Saved entries

-- BEGIN --

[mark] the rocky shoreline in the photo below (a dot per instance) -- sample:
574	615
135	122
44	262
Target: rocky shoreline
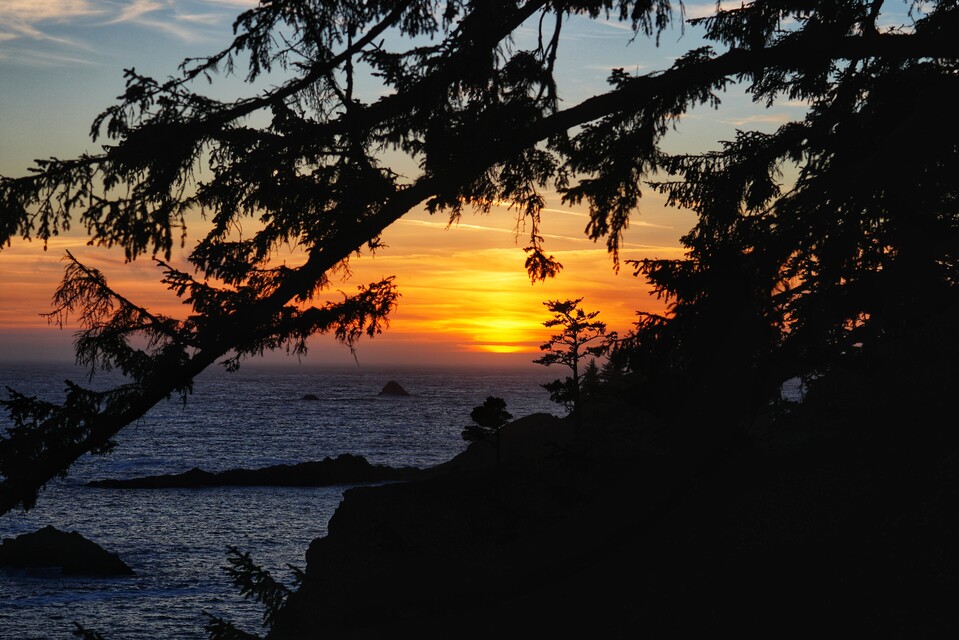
344	469
793	531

-- END --

__Task brief__: Arrange every line of the items above as a Markdown table with the columns "Row" and "Line text", numbering the rows and omitting blank lines. Leave the pictures out of the table.

__Answer__:
| Row | Line text |
|---|---|
| 1 | [mark] the rocky shoreline in the photo below (a dot per instance) -- sample: |
| 2 | 574	615 |
| 3 | 135	122 |
| 4 | 44	262 |
| 5 | Target: rocky shoreline |
| 6 | 344	469 |
| 7 | 793	531 |